The idea of a customs union was never much more than an academic preoccupation in North America until the 11 September 2001 terrorist attacks on the United States brought some renewed practical thinking about the utility of a customs union for security. In fact, security quickly reanimated the North American agenda for a time, as officials struggled to both secure and facilitate border crossings for legitimate people and cargo (Anderson & Sands 2007; Ackleson & Kastner 2006; Ackleson 2009). The NAFTA left a substantial built-in agenda within the text, complete with 30 trilateral working groups aimed at advancing some of that agenda. Yet the success of these working groups was limited, most falling dormant within a few years of the NAFTA’s implementation in 1994. The post-9/11 imperatives of security renewed thinking about how to animate the post-NAFTA agenda as well.

A customs union could have been part of a common perimeter security strategy in North America that brought relief to the pressures being placed on North America’s land borders with every new security measure, by, at the very least, having those measures implemented at ports of entry around the continent’s edges (Andreas & Biersteker 2014; Anderson 2016).

In 2005 Canada, Mexico and the United States launched the ambitious-looking Security and Prosperity Partnership (SPP), ostensibly aimed at managing the apparent tensions between security and economic openness. Indeed, although security was the driving force behind much of the SPP, the full agenda ambitiously reflected many of the complicated governance issues represented by NTBs in the global trading regime. However, the SPP suffered from a number of faults, including lack of input or oversight from either the public or elected officials (Anderson & Sands 2007: 14–19). The SPP eventually collided with a number of political realities, including the unwillingness of all three NAFTA members, but especially the United States, to move towards the pooled sovereignty that advancing the more ambitious elements of the SPP agenda would have required.

Common market

The failure of post-9/11 initiatives to substantively reinvigorate momentum towards deeper stages of North American integration was a disappointment for some, particularly since the continent’s land borders quickly became reinforced as the main interdiction points for both trade and security purposes. That the infrastructure at many land border crossings was designed and built in the middle of the twentieth century to accommodate much lower levels of commercial activity compounded perceptions that the border was being “thickened” by security (Ackleson 2009; Goldfarb & Robson 2003; Walke & Fullerton 2014; Lara-Valencia 2011).

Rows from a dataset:

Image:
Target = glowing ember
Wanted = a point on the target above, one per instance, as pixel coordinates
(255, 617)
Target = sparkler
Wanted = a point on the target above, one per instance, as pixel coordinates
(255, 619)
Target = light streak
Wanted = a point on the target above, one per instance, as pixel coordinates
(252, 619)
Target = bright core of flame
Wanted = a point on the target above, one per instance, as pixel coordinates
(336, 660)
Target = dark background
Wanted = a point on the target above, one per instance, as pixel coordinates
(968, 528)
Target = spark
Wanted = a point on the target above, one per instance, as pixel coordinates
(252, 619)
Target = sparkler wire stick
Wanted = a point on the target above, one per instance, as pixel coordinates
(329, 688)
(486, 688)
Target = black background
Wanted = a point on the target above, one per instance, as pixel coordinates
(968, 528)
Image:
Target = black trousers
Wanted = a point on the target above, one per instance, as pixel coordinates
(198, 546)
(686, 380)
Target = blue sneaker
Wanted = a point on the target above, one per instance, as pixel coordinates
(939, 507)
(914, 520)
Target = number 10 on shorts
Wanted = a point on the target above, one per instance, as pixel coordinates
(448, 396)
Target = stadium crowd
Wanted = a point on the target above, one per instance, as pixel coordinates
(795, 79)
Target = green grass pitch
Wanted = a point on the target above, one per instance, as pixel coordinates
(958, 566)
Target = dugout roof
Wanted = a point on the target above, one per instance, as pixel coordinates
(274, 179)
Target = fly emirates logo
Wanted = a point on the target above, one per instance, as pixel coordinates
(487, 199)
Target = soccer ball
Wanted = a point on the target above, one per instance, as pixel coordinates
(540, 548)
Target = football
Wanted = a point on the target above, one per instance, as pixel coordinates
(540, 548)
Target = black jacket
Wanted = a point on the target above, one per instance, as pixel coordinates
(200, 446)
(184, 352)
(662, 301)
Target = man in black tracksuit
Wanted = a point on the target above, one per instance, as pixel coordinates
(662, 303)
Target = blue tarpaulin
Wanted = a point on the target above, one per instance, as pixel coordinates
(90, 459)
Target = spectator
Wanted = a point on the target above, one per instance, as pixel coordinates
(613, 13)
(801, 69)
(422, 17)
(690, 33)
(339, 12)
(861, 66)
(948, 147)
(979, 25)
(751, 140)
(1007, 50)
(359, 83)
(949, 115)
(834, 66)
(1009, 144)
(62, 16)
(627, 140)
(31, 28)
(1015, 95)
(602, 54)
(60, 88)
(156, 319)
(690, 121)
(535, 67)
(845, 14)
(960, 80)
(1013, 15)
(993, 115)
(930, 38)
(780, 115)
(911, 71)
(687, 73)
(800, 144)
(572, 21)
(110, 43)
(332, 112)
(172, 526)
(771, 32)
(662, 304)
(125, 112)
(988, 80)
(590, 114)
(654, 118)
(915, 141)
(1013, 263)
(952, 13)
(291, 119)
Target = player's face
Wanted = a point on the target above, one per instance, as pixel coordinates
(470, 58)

**TASK LIST:**
1. Answer these questions using the passage on North American integration.
(a) How many trilateral working groups did the NAFTA text set up?
(b) In what year did Canada, Mexico and the United States launch the Security and Prosperity Partnership?
(c) When were many land border crossings originally designed and built?
2. Resume the passage on North American integration after its final sentence, adding one more paragraph in the same style.

**TASK RESULTS:**
1.
(a) 30
(b) 2005
(c) In the middle of the twentieth century

2.
The disappointment of the post-9/11 period didn’t stop scholars from thinking about what North America could become. Indeed, a significant body of research has accumulated about what a North American common market might look like, starting with increased labour mobility (Rekai 2002). A common market inherently implies significant pooling of sovereignty, since it entails the complete mobility of all factors of production among the members. In effect, a common market in North America would dramatically reduce the economic impact of borders in segmenting labour markets, make passport-free travel possible and harmonize large swathes of labour law, making it easier for nationals of all three countries to work throughout North America.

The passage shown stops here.